_TASK DESCRIPTION_.
Below is the data. Give it again, complete and exact.

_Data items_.
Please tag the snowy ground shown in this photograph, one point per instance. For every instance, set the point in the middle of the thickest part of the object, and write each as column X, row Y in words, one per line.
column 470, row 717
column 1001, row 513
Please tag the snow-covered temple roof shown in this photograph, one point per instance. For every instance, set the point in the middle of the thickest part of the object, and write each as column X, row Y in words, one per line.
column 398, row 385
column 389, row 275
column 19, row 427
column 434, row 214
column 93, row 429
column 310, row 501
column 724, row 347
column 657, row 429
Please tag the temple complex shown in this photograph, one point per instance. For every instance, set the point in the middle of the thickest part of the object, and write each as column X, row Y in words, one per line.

_RESULT FOR THIS TASK_.
Please tag the snowy ground shown in this photograph, one point per instance. For every instance, set the point in the middle of the thickest part of the object, and write each as column X, row Y in words, one per line.
column 470, row 717
column 1001, row 513
Please tag the snow-covered temple roof shown in this photograph, one point per instance. For every instance, set the point in the middle of the thickest part of the object, and write each as column X, row Y in words, one per line.
column 398, row 385
column 389, row 275
column 19, row 427
column 434, row 214
column 93, row 429
column 310, row 501
column 724, row 347
column 657, row 429
Please tag the temple complex shown in this photograph, one point per instance. For every instance, set the point in the middle of the thickest part of the object, and write each as column X, row Y in words, one per line.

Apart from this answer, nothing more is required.